Brokeback Mountain: Our Community's Common Bond > Brokeback Mountain Open Forum

A question about the Final Argument scene

(1/3) > >>

mvansand76:
OK, I really don't know how to formulate this question without sounding like an idiot. Anyway, here goes.

From the first time I saw the movie I had a real problem with this scene. It's the one scene that absolutely breaks my heart, but the reason is different than I always thought. because I really cannot see the love between them anymore in this scene... Ennis has become a burden to Jack and the other way around too. Especially the way Jack looks at Ennis with poorly hidden disgust. Even though the dialogue is identical to that in the Short story, the whole scene feels so different, so barren, so full of emotion and rage and frustration, but lacking in the thing that has kept them together all those years: love. I think I would have been devestated beyond repair if the dozy embrace hadn't followed it and made me believe in them again.

This is not a "Did Jack quit Ennis?" thread, I would just like to hear your opinion about this scene. What do you think?

Let me know if I am making sense or not....

 :-\

Shasta542:
I can just say that I perceived that scene differently. I felt like they loved each other so much that the frustration overwhelmed them. Ennis was very reluctant to tell Jack that he couldn't come until later-- I think he thought that Jack would take it a little better than he did, tho. I felt love and heartbreak.

moremojo:
I definitely think the scene shows how very much Ennis was in love with Jack. Notice how even after Ennis realizes the truth of Jack's sexuality and the full ramifications of it, and has threatened Jack as a result, he cannot follow through on the threat, and collapses in tears of frustration and fear when he thinks he is losing Jack once and for all.

Jack's feelings are more ambivalent. He's definitely feeling frustration, but one can argue that he's feeling a new resolve here as well ("I wish I knew how to quit you"). He reflects on the passage of time, and of how the chance for the kind of life he really wanted for the two of them has quietly slipped away. He goes to comfort Ennis in his despair, but there's an air of grudging responsibility here, and his anger has in no way dissolved ("Damn you, Ennis"). It pains me to think it, but I think it's a real possibility that we are seeing Jack in the process of letting Ennis go here--not necessarily letting go of his love, but of his dream of having the kind of relationship with him that he had always desired. He clearly is unhappy when watching Ennis drive away for that last time...as much as the film is saying goodbye to Jack here, Jack may be silently saying goodbye to Ennis and all Ennis had meant to him.

Daphne7661:
Goodness, but it amazes me to feel such deep emotion for this film and our beloved Jack and Ennis even after all this time.  I am almost a year and a half out, and I STILL get that deep ache when I remember that lake scene...

Snavel del Snuit - I can understand your thoughts on this scene.  However, my thoughts are that, basically, Ennis is "stuck" and Jack is "deeply sad"....

::::::

Exercise tasks:
1 - Answer these questions from the Brokeback Mountain forum thread:
(a) Which embrace does the opening post say restored the poster's belief in the two men after the final argument scene?
(b) Which line of Jack's does moremojo quote as a sign of a new resolve?
(c) How long has Daphne7661 been out, by her own account?
2 - Identify every line of the records that contains the string "sculpture", and copy each such line.

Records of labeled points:
::::::

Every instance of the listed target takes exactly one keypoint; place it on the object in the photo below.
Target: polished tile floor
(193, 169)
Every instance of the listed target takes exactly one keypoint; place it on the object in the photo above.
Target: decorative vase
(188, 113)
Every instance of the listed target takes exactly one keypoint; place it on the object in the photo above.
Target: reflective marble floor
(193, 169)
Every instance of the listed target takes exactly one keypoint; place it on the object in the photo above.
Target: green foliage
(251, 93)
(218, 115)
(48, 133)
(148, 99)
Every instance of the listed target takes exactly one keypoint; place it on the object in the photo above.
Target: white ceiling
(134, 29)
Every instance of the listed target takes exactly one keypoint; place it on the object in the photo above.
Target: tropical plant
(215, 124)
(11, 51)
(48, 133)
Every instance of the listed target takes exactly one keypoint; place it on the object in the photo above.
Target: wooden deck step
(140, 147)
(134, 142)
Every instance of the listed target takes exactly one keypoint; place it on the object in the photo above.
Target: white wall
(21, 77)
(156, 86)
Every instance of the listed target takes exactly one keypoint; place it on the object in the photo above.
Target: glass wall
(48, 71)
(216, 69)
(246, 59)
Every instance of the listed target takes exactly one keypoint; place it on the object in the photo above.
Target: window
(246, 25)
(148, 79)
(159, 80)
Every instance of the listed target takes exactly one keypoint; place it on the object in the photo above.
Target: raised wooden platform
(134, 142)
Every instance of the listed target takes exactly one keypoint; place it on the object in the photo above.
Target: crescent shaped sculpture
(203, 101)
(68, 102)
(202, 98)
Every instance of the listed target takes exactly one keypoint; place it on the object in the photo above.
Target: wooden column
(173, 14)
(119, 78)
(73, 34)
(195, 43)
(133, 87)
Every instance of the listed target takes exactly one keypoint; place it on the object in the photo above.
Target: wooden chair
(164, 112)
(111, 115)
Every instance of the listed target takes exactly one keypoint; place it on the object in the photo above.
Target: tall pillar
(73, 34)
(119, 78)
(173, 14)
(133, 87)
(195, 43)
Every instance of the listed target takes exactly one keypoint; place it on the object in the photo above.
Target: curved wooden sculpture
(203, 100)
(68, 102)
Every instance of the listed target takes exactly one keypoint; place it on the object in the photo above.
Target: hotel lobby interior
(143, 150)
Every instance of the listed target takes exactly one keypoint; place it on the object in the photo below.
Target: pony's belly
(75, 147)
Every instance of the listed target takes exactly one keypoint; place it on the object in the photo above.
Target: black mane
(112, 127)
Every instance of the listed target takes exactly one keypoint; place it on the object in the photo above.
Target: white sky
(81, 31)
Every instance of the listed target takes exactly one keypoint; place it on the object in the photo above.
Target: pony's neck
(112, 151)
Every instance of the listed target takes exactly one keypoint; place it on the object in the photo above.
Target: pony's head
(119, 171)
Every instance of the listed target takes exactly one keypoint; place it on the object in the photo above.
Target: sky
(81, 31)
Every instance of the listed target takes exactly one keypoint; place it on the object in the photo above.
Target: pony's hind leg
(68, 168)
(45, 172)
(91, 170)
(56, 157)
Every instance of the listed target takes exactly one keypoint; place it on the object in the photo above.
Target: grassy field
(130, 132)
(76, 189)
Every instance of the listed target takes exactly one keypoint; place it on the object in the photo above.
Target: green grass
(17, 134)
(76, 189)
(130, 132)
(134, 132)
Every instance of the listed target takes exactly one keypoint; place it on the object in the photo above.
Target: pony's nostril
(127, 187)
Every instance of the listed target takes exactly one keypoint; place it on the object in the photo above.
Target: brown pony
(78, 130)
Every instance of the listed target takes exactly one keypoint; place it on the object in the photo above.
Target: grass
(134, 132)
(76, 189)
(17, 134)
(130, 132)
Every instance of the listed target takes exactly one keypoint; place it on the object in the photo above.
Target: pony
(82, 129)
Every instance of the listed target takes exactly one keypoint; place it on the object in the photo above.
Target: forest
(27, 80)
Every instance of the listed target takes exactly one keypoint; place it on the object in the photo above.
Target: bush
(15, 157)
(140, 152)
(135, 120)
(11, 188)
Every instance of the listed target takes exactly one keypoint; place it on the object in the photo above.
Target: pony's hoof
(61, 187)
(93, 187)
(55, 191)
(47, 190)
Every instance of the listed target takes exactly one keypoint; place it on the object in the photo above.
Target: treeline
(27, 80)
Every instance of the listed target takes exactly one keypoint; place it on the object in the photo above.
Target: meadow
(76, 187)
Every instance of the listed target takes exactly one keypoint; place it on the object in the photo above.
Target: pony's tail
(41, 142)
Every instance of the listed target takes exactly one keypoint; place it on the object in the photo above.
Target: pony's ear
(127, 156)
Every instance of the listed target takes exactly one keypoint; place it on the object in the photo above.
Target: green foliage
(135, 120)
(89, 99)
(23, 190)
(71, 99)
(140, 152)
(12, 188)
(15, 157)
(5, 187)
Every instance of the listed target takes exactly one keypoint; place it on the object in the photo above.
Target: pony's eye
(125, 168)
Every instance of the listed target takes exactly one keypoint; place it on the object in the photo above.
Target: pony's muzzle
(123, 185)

::::::

Solutions to the tasks:
1 -
(a) The dozy embrace that followed the scene.
(b) "I wish I knew how to quit you."
(c) Almost a year and a half.

2 -
Target: crescent shaped sculpture
Target: curved wooden sculpture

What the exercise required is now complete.